[Saved data entries]
· · · ·
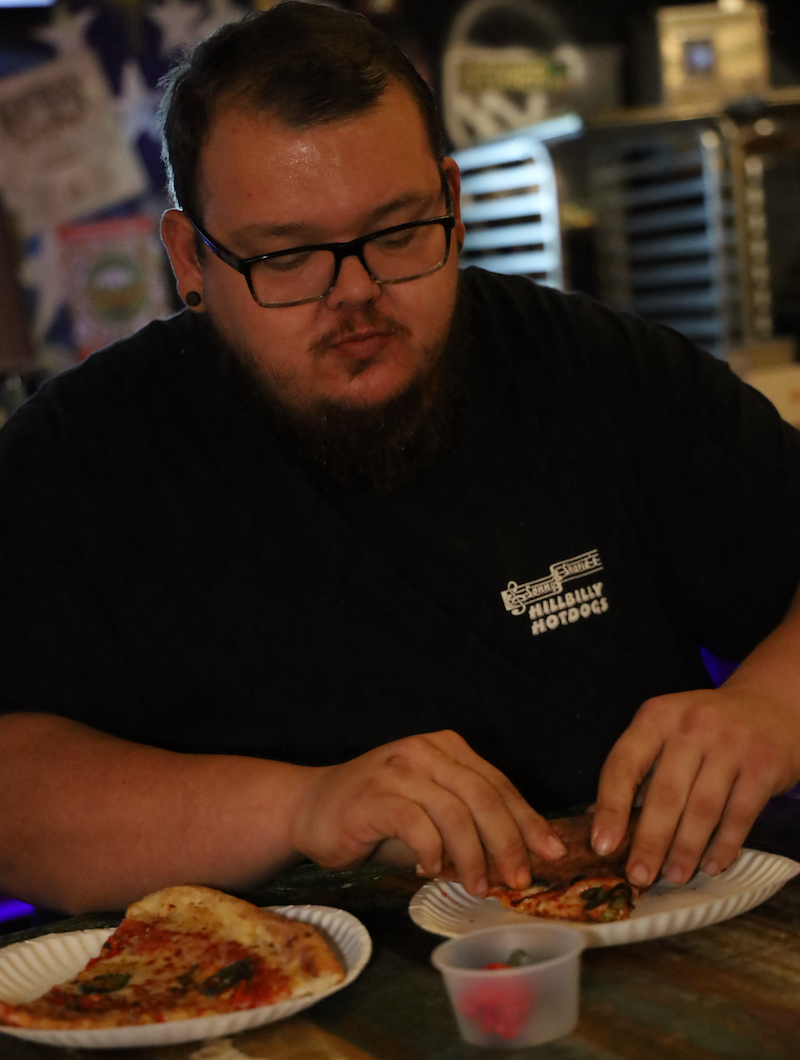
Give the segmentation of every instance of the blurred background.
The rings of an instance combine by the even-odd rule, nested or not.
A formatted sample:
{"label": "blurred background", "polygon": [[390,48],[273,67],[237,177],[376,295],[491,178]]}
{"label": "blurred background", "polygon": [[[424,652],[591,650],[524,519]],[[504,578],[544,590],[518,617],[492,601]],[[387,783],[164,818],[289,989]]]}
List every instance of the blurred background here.
{"label": "blurred background", "polygon": [[[179,308],[158,83],[252,6],[271,2],[0,0],[0,417]],[[439,97],[465,263],[670,324],[800,423],[797,0],[339,6]]]}

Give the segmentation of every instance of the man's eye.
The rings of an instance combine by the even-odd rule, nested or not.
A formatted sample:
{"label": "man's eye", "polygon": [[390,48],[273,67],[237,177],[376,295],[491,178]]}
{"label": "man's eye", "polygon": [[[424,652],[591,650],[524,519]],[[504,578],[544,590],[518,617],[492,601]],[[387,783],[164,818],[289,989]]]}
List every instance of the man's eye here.
{"label": "man's eye", "polygon": [[418,228],[407,228],[405,232],[393,232],[392,235],[381,236],[380,239],[372,240],[378,250],[405,250],[419,235]]}
{"label": "man's eye", "polygon": [[267,258],[259,262],[259,268],[268,269],[270,272],[291,272],[305,265],[311,257],[311,251],[307,250],[299,254],[282,254],[277,258]]}

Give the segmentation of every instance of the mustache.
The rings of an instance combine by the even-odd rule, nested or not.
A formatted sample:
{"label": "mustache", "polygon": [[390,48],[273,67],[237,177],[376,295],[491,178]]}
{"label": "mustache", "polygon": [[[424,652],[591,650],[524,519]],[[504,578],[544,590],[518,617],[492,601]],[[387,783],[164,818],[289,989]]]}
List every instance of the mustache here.
{"label": "mustache", "polygon": [[411,335],[411,328],[406,324],[385,316],[374,307],[366,306],[358,313],[350,313],[343,317],[335,327],[315,339],[310,346],[311,353],[319,357],[332,346],[338,345],[344,339],[365,328],[378,331],[382,335],[394,335],[397,338],[409,338]]}

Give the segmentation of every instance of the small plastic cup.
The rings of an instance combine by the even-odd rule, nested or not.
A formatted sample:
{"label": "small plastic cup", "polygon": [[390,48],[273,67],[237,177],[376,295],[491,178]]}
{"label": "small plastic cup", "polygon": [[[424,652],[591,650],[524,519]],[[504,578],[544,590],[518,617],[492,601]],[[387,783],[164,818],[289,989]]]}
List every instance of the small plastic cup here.
{"label": "small plastic cup", "polygon": [[[499,924],[437,946],[461,1037],[470,1045],[541,1045],[578,1022],[583,935],[557,924]],[[523,950],[529,964],[487,970]]]}

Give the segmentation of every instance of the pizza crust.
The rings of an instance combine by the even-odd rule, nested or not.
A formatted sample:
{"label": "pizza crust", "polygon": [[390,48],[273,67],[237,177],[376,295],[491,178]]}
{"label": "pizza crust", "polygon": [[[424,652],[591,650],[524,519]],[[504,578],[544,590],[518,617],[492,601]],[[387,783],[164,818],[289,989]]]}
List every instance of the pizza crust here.
{"label": "pizza crust", "polygon": [[208,887],[169,887],[131,905],[98,957],[0,1022],[91,1030],[193,1019],[325,993],[344,980],[311,924]]}
{"label": "pizza crust", "polygon": [[344,978],[338,959],[315,927],[210,887],[166,887],[134,902],[125,917],[237,942],[283,969],[293,981],[305,980],[308,989],[303,993],[322,993]]}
· · · ·
INSTRUCTIONS FOR THE TASK -> An answer that restates all the entries exactly and drops the images is what is needed.

RESPONSE AREA ->
Give the segmentation of every instance of the blurred background.
The rings of an instance combine by the even-odd rule, nested or not.
A formatted sample:
{"label": "blurred background", "polygon": [[390,48],[273,67],[237,177],[376,295],[491,178]]}
{"label": "blurred background", "polygon": [[[424,652],[591,650],[524,519]],[[504,578],[544,590],[518,617],[492,601]],[[387,783],[164,818],[289,989]]]}
List every instance of the blurred background here.
{"label": "blurred background", "polygon": [[[179,308],[158,83],[252,6],[271,2],[0,0],[0,417]],[[439,97],[465,263],[670,324],[800,423],[797,0],[339,6]]]}

Give the segmentation of every instance of the man's eye.
The rings of an instance combine by the even-odd rule, nested or not.
A formatted sample:
{"label": "man's eye", "polygon": [[390,48],[273,67],[237,177],[376,295],[491,178]]}
{"label": "man's eye", "polygon": [[[424,652],[591,650],[524,519]],[[504,578],[544,590],[518,617],[492,601]],[[387,783],[164,818],[289,989]]]}
List every instance of the man's eye here.
{"label": "man's eye", "polygon": [[418,228],[407,228],[405,232],[393,232],[392,235],[381,236],[380,239],[372,240],[378,250],[405,250],[419,235]]}
{"label": "man's eye", "polygon": [[267,258],[259,262],[259,268],[268,269],[270,272],[291,272],[305,265],[311,257],[311,251],[307,250],[299,254],[282,254],[277,258]]}

Give the segmentation of every instance of the mustache.
The rings of an instance combine by the even-odd rule, nested or not.
A formatted sample:
{"label": "mustache", "polygon": [[390,48],[273,67],[237,177],[376,295],[491,178]]}
{"label": "mustache", "polygon": [[[424,652],[591,650],[524,519]],[[504,578],[544,590],[518,617],[492,601]],[[387,783],[164,818],[289,989]]]}
List every instance of the mustache here.
{"label": "mustache", "polygon": [[411,335],[411,328],[406,324],[385,316],[374,307],[366,306],[358,313],[350,313],[343,317],[335,327],[315,339],[310,346],[311,353],[319,357],[332,346],[338,345],[344,339],[365,328],[378,331],[382,335],[394,335],[397,338],[409,338]]}

Give the segmentation of every instance of the small plastic cup.
The rings of an instance combine by the even-odd rule, nested or not.
A formatted sample:
{"label": "small plastic cup", "polygon": [[390,48],[273,67],[237,177],[376,295],[491,178]]}
{"label": "small plastic cup", "polygon": [[[424,652],[591,650],[524,519]],[[504,578],[544,590],[518,617],[492,601]],[[387,783],[164,818],[289,989]]]}
List every instance of the small plastic cup here.
{"label": "small plastic cup", "polygon": [[[499,924],[437,946],[461,1037],[470,1045],[541,1045],[578,1022],[583,935],[557,924]],[[523,950],[529,964],[487,970]]]}

Give the segmentation of every instance of the pizza crust.
The rings of an instance combine by the even-odd rule, nested or not.
A formatted sample:
{"label": "pizza crust", "polygon": [[390,48],[273,67],[237,177],[376,295],[491,178]]}
{"label": "pizza crust", "polygon": [[[424,652],[591,650],[524,519]],[[504,578],[544,590],[518,617],[492,601]],[[387,783],[164,818],[289,989]]]}
List every instance of the pizza crust here.
{"label": "pizza crust", "polygon": [[208,887],[169,887],[131,905],[98,957],[0,1022],[91,1030],[193,1019],[325,993],[344,980],[311,924]]}
{"label": "pizza crust", "polygon": [[344,978],[338,959],[315,927],[210,887],[166,887],[134,902],[125,917],[237,942],[283,969],[293,981],[305,980],[308,989],[303,993],[322,993]]}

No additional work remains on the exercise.